§ 課題 1
映画をめぐるコメント欄の引用文で、アンディ・ラウなどと並んで四天王と呼ばれていたとされる俳優は誰ですか。

§ 引用文

►

ひととき離れたとしてもいつの日かまたきっとめぐり会える
二人の結びつきを感じる素敵なラストシーンでしたね。(*^-^*

ななさん、こんにちは。コメントとTBをありがとうございました。
私もこの映画大・大・大好きです!!
マギーって本当にいい女優さんだと思うんですが、今は半引退状態なのがなんとも惜しい!
レオン・ライは『メイランファン』観に行けなかったんですが、DVDになったら是非観たいと思っています。
ところで『チェイサー』楽しみですね。
夜道の運転はどうぞお気をつけて!

ななさ~ん、こんばんは♪
コメントいただき、嬉しくてすぐ飛んできました。
この映画のお話ができるなんて!!

ほんと素晴らしい映画ですよね。香港らしくて。
私も見たあとすぐにDVDを購入してしまいました。
感想ではマギーのことばかり書いてしまったのですけど、
前半のレオン・ライにはちょっと涙が出るほどだったんですよ☆
え?こんな俳優さんだった!?と驚きました。

>必要以上にロマンチックすぎないのがいい。

ほんとそうですよね。
きちんと地に足がついているし…
すれ違いもイライラさせられるようなものでなくてとてもよかったです♪

BCさん,こんばんは!
TB,コメントいただいて,とっても嬉しいです。
実は先におじゃましようと思っていたのですが
先を越されてしまいましたね。

この作品はブログ友だちの方がご自分の記事で絶賛されていたので
最近初めて知った作品です。
レオン・ライの顔と名前も一致してなかった私ですが
(マギー・チャンはよく知ってましたが)
この作品・・・・ほんと素晴らしかったです。
なんと表現していいのか,言葉が足らないくらい
「感じのよい」恋物語ですよねぇ。
きっと定期的に,いつまでも繰り返し観そうな作品です。

真紅さま,こんばんは!

これ,きっと真紅さまもお好きな予感がして
探してみたらやっぱり記事があって,嬉しかったです。
いい物語でしたね~,二人の主役もぴったりでした。
マギー・チャン,そういえば最近はスクリーンで観ませんねぇ,もったいない。
トニーとの共演作もいいのがいっぱいありますよね。

>レオン・ライは『メイランファン』観に行けなかったんですが、・・・・
そうそう,レオン・ライの「メイランファン」,私もDVD待ってます!

「チェイサー」はもう今から期待がふくらみっぱなし・・・。
怖い系の映画は結構平気なのですが
帰り道はさすがに怖いですかね・・・
真っ暗な夜道を山越えしなくてはいけないので・・・。

武田さん,こんばんは!

この作品の発掘のきっかけはまさに武田さんの記事なんですよ~
いい作品を紹介してくださってありがとう~
で,これからもよろしくです。
武田さんのツボにはまる作品って,私も同じことが多いから
感性が似てるのかな~なんて嬉しくなります。

私はこれでレオン・ライにやられました。
というか,「この作品のレオン・ライ」に・・・といった方がいいかな?
アンディ・ラウなんかと並んで四天王とか呼ばれてた俳優さんなんですねぇ,彼。
そうそ,前半の彼の,垢ぬけてない魅力がねぇ・・・
涙が出るくらい,いとおしかったわ・・・
母性本能やられました・・・・。

◄

§ データ抜粋
►

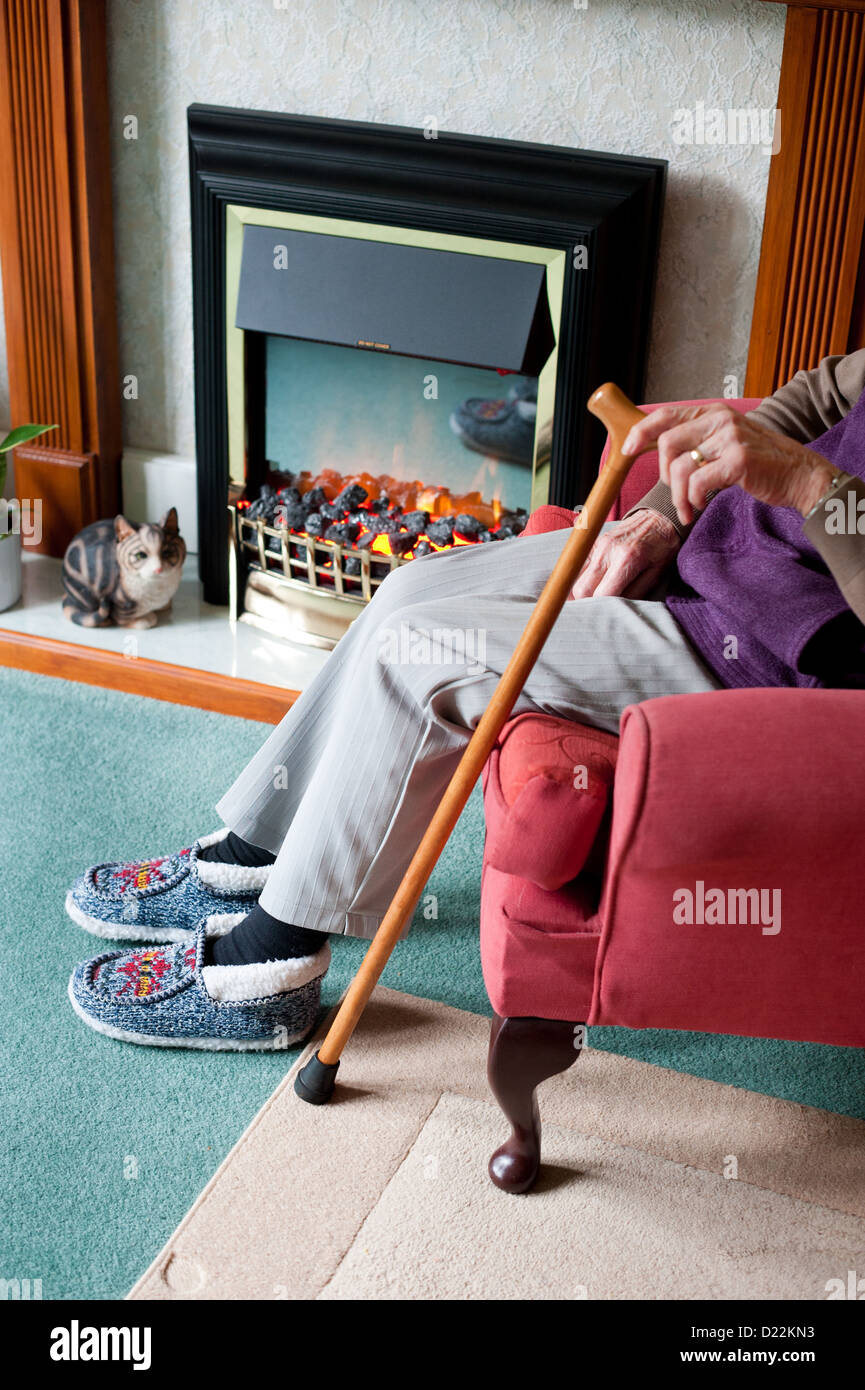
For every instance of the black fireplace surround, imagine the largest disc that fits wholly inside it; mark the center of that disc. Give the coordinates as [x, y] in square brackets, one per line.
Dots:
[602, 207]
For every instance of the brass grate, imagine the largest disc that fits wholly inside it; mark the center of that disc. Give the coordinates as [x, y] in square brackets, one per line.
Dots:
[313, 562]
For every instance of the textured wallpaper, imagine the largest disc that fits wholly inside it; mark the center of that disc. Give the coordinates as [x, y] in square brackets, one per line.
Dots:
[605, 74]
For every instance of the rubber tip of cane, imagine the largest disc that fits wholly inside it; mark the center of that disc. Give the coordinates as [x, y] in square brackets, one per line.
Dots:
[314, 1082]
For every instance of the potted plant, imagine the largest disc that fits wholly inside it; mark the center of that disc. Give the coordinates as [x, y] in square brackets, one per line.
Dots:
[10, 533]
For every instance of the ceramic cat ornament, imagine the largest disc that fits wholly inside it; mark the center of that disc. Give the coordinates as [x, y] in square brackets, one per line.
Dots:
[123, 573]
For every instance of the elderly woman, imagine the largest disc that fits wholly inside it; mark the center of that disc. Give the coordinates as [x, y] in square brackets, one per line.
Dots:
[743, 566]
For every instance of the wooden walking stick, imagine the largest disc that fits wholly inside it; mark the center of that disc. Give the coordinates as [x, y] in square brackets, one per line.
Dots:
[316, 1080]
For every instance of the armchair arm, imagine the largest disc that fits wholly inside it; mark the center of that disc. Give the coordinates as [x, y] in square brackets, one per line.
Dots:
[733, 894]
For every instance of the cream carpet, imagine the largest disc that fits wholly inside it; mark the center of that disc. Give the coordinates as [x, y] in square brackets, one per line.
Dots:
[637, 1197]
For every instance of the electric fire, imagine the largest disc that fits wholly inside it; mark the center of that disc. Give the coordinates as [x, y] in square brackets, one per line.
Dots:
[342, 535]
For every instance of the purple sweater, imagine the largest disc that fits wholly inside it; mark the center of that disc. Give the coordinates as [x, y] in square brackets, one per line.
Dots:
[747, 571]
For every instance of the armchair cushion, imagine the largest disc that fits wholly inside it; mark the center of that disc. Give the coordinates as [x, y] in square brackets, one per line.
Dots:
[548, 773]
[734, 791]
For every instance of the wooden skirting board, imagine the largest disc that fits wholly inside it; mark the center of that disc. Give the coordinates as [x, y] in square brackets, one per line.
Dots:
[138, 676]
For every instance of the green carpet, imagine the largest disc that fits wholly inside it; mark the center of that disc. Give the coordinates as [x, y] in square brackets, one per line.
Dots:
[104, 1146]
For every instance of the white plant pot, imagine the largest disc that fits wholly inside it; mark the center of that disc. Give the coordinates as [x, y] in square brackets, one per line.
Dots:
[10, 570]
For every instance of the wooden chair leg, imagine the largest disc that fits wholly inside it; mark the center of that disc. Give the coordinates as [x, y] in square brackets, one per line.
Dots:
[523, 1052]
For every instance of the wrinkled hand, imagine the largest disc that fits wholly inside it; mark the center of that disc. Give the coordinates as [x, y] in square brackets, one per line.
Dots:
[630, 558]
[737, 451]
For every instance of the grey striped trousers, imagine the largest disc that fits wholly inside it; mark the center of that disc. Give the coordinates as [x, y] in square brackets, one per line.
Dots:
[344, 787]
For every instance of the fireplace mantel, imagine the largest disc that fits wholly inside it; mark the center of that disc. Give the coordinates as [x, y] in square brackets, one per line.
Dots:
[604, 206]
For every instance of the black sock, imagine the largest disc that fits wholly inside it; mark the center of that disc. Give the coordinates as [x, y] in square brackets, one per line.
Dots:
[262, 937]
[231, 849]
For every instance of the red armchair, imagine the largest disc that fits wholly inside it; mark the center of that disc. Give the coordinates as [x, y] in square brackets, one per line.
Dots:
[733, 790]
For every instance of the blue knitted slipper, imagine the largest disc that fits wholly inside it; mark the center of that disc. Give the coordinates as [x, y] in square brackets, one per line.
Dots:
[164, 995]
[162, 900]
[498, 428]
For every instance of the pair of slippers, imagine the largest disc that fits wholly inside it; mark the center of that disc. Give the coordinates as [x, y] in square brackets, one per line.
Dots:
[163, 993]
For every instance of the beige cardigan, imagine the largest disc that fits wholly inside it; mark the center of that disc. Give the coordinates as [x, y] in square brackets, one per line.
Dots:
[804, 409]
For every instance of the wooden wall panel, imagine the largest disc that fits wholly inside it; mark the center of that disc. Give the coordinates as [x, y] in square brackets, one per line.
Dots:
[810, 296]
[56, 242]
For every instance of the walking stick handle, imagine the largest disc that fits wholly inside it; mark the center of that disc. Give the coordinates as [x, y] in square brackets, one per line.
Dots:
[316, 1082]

◄
►

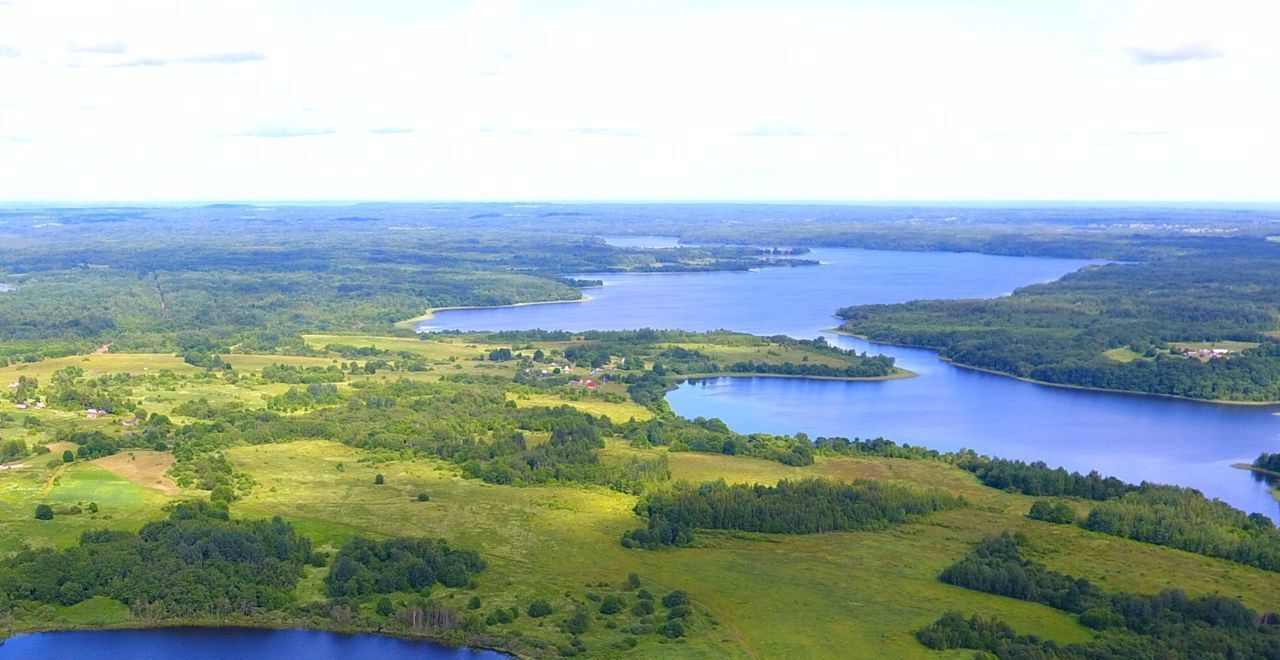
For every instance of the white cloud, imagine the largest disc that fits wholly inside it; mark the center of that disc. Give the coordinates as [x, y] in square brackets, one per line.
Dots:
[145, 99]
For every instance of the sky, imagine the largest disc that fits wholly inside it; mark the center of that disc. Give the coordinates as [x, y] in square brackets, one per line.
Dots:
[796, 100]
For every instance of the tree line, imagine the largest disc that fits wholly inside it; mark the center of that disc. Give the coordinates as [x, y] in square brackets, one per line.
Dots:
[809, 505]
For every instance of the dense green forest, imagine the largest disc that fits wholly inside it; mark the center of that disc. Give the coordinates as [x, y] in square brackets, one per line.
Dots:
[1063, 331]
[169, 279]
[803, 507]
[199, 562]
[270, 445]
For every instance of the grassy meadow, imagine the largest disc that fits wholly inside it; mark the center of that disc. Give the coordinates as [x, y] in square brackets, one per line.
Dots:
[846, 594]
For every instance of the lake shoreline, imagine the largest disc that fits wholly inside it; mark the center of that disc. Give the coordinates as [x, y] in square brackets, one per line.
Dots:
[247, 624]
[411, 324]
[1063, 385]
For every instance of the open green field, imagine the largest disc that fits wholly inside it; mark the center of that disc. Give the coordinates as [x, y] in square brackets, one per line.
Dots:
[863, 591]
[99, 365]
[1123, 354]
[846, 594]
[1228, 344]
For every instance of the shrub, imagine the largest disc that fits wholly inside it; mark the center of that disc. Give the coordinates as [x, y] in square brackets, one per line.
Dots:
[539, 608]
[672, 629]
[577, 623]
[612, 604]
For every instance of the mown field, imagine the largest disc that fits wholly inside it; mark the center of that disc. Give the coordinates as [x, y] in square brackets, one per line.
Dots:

◄
►

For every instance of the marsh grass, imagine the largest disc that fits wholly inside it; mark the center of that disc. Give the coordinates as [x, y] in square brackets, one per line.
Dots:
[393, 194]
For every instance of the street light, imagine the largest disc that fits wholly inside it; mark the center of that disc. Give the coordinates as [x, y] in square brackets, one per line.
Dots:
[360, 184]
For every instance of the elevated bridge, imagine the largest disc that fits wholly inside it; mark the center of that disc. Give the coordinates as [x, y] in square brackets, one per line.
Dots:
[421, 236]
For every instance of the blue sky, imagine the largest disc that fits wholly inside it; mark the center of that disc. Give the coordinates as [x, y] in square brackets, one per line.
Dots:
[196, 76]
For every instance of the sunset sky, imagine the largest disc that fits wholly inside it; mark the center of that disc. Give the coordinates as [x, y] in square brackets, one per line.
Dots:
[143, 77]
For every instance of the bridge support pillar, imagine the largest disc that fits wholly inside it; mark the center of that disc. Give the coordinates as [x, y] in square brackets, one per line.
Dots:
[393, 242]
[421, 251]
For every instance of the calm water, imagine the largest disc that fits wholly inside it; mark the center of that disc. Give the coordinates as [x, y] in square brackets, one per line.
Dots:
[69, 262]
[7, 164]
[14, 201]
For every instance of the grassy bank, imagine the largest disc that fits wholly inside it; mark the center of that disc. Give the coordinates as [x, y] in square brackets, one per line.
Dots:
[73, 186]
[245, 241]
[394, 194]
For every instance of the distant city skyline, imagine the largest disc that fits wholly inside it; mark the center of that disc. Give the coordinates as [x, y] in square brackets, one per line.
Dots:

◄

§ 課題 2
記録のうち、「For every instance of the wooden skirting」を含む行から「[523, 1052]」を含む行までを両端も含めて書き直し、「green carpet」を「blue rug」に変えてください。その他の部分はそのままにしてください。

§ 解答例 1
レオン・ライです。

§ 解答例 2
For every instance of the wooden skirting board, imagine the largest disc that fits wholly inside it; mark the center of that disc. Give the coordinates as [x, y] in square brackets, one per line.
Dots:
[138, 676]
For every instance of the blue rug, imagine the largest disc that fits wholly inside it; mark the center of that disc. Give the coordinates as [x, y] in square brackets, one per line.
Dots:
[104, 1146]
For every instance of the white plant pot, imagine the largest disc that fits wholly inside it; mark the center of that disc. Give the coordinates as [x, y] in square brackets, one per line.
Dots:
[10, 570]
For every instance of the wooden chair leg, imagine the largest disc that fits wholly inside it; mark the center of that disc. Give the coordinates as [x, y] in square brackets, one per line.
Dots:
[523, 1052]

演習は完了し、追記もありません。